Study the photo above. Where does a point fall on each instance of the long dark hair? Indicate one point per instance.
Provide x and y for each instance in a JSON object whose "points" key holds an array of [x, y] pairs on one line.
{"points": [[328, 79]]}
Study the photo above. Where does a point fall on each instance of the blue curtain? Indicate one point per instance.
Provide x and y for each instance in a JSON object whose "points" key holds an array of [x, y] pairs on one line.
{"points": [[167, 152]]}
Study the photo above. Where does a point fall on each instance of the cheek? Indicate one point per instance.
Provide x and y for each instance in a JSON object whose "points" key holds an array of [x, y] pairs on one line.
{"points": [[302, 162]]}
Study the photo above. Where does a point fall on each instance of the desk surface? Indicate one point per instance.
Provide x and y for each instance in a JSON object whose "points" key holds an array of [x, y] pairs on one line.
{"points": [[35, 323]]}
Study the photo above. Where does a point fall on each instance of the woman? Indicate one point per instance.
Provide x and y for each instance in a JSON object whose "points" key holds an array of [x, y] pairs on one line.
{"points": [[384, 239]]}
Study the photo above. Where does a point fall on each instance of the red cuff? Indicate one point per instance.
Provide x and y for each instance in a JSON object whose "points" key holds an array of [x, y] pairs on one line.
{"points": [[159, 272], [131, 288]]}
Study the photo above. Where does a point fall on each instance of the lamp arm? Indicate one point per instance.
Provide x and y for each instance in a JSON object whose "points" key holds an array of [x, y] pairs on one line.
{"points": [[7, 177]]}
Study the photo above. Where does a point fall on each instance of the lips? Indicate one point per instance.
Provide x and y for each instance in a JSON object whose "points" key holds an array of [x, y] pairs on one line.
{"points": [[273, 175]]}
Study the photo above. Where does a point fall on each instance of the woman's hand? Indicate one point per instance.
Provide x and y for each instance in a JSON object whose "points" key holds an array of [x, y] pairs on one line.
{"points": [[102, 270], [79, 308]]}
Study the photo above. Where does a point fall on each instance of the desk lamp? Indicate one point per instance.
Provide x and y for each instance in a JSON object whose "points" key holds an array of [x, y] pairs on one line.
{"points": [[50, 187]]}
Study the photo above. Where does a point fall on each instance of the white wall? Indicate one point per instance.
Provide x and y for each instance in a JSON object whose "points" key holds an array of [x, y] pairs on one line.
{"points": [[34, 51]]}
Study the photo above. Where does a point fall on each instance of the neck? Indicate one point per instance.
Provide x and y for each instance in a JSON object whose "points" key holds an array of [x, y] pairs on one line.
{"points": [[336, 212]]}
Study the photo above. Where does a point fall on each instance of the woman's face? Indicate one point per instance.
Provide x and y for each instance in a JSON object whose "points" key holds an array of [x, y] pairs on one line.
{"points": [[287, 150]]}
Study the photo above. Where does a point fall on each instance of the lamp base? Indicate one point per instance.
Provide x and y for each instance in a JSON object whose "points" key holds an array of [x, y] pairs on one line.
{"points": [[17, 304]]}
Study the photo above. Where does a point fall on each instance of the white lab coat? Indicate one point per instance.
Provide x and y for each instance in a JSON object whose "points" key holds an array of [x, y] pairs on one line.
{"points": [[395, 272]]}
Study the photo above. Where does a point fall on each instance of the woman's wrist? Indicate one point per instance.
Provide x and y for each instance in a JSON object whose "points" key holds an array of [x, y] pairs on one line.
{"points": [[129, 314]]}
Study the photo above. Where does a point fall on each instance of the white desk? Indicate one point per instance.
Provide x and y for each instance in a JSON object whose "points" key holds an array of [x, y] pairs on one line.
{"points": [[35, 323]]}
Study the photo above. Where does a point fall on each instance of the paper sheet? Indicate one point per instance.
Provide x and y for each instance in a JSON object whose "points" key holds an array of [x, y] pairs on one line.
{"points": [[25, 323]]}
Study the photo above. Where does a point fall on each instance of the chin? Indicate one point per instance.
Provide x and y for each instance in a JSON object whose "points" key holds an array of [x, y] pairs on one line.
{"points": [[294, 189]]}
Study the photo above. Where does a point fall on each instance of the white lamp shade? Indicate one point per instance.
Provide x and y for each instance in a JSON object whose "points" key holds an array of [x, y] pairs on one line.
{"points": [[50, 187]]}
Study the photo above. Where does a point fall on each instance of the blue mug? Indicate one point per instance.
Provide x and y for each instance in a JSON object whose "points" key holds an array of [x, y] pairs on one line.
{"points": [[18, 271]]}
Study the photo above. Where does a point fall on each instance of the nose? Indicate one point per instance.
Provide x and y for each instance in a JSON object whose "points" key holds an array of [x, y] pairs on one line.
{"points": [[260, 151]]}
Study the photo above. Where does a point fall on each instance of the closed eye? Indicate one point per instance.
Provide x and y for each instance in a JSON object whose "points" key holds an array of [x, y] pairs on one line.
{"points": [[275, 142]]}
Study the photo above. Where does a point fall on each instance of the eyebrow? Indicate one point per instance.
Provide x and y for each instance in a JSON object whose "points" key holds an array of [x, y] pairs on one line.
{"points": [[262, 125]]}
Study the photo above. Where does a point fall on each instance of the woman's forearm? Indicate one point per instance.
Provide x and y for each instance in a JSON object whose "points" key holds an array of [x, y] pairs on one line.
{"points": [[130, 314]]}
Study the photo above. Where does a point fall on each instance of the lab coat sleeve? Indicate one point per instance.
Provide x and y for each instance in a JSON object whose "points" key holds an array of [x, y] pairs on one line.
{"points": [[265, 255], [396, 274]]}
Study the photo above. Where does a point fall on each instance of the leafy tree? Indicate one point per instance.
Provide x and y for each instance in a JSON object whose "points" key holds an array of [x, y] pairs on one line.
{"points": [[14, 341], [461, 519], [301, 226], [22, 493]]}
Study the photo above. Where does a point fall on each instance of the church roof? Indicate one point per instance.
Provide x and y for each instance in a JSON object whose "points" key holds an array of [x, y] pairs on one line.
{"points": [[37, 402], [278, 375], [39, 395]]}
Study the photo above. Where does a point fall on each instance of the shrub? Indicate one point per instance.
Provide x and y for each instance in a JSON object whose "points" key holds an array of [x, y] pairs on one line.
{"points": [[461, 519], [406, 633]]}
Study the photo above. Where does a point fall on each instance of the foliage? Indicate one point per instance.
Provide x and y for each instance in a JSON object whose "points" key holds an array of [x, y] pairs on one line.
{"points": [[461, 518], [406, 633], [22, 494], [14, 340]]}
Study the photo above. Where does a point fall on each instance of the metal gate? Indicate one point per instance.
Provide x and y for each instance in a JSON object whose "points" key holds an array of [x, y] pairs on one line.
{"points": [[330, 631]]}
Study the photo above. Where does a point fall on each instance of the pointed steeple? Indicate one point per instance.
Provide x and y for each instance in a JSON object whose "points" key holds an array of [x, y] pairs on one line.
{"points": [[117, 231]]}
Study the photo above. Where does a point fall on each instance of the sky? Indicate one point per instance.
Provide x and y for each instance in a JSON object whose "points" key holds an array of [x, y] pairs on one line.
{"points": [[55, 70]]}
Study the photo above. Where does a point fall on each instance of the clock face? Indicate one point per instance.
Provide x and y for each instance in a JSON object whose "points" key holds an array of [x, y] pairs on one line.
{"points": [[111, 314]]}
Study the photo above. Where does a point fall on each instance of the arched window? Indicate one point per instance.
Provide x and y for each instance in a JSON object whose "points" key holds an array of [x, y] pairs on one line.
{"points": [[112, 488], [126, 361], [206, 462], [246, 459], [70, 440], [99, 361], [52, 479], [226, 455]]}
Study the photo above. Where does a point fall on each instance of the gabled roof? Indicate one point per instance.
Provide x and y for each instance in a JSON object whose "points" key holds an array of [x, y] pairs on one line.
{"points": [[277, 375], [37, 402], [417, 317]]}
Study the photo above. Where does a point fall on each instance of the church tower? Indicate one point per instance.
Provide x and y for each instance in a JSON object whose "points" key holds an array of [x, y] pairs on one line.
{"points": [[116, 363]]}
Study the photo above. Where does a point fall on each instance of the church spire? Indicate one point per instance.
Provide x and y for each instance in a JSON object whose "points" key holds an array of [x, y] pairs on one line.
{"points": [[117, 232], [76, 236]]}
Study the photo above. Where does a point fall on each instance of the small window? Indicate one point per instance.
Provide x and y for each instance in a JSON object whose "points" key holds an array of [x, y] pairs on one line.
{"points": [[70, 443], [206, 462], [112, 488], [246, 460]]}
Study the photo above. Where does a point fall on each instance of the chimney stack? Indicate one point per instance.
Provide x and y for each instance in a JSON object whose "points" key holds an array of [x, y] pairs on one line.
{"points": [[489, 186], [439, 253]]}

-=-=-=-=-

**EXERCISE DESCRIPTION:** Look at the material above and copy, word for word, its lines from the first through the one containing "surface? Indicate one point per instance.".

**COMPLETED EXERCISE:**
Study the photo above. Where does a point fall on each instance of the long dark hair? Indicate one point per instance.
Provide x and y for each instance in a JSON object whose "points" key holds an array of [x, y] pairs on one line.
{"points": [[328, 79]]}
Study the photo above. Where does a point fall on each instance of the blue curtain? Indicate one point per instance.
Provide x and y for each instance in a JSON object whose "points" key holds an array of [x, y] pairs on one line.
{"points": [[167, 152]]}
Study the photo above. Where does a point fall on each instance of the cheek? Indicate one point per instance.
Provide x and y for each instance in a JSON object whose "points" key holds an array of [x, y] pairs on one line.
{"points": [[302, 162]]}
Study the photo above. Where does a point fall on each instance of the desk surface? Indicate one point per instance.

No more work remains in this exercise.